■ PROVIDED INFORMATION:
[START]

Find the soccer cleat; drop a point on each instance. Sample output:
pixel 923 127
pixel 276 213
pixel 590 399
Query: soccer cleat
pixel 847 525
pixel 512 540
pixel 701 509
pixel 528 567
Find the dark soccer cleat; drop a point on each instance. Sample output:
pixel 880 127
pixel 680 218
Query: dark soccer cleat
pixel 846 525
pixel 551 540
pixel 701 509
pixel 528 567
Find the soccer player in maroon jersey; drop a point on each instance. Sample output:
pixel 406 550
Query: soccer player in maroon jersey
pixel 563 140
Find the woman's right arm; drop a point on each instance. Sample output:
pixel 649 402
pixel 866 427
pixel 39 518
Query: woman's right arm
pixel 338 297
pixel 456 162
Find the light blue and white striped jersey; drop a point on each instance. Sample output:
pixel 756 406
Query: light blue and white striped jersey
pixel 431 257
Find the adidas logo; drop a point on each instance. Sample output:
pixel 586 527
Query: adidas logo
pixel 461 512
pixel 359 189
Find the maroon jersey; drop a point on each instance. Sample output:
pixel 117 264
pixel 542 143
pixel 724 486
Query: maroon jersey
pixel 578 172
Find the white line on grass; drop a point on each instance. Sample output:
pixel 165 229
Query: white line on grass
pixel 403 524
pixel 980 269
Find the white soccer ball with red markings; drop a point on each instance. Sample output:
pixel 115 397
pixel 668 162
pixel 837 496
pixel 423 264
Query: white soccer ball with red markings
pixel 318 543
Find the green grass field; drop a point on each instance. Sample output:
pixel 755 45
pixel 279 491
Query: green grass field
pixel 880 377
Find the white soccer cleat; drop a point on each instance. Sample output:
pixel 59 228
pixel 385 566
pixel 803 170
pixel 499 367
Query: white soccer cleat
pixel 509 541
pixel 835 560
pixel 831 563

[END]

■ STATED EXERCISE:
Reproduce all of the records above, substituting "place a marker" for every occurrence of "drop a point" and leaving everything else unchanged.

■ EXPECTED ANSWER:
Find the soccer cleat; place a marker on each instance. Sample output:
pixel 923 127
pixel 276 213
pixel 590 399
Query: soccer cleat
pixel 847 525
pixel 512 540
pixel 701 509
pixel 528 567
Find the dark soccer cleat; place a marker on each instance. Sample output:
pixel 880 127
pixel 680 218
Query: dark soccer cleat
pixel 846 525
pixel 551 540
pixel 701 509
pixel 528 567
Find the soccer player in maroon jersey; place a marker on each instance. Sample output:
pixel 406 550
Query: soccer player in maroon jersey
pixel 563 140
Find the woman's right arm; place a marker on each instance. Sample output:
pixel 649 402
pixel 866 427
pixel 39 518
Query: woman's right arm
pixel 338 297
pixel 456 162
Find the light blue and white striped jersey; place a marker on each instance. Sample output:
pixel 756 406
Query: light blue and white striped jersey
pixel 431 257
Find the adidas logo; place a marker on each instance. Sample output:
pixel 586 527
Query: adidas logo
pixel 461 512
pixel 359 189
Find the maroon jersey; place a marker on each instance. Sample output:
pixel 117 264
pixel 542 143
pixel 724 486
Query: maroon jersey
pixel 578 172
Find the white line on grass; place a marker on each instance. Sample output:
pixel 165 229
Query: white line on grass
pixel 403 524
pixel 980 269
Find the white soccer ball with red markings; place a marker on each instance. Sample output:
pixel 115 397
pixel 668 162
pixel 837 496
pixel 423 264
Query: white soccer ball with red markings
pixel 318 543
Find the green grass field; place a marker on each instance. Sample output:
pixel 755 45
pixel 279 491
Query: green grass field
pixel 880 377
Find the white soccer cleat; place a marker on each instance. Sample output:
pixel 59 228
pixel 385 566
pixel 803 170
pixel 499 367
Query: white soccer cleat
pixel 509 541
pixel 835 560
pixel 831 563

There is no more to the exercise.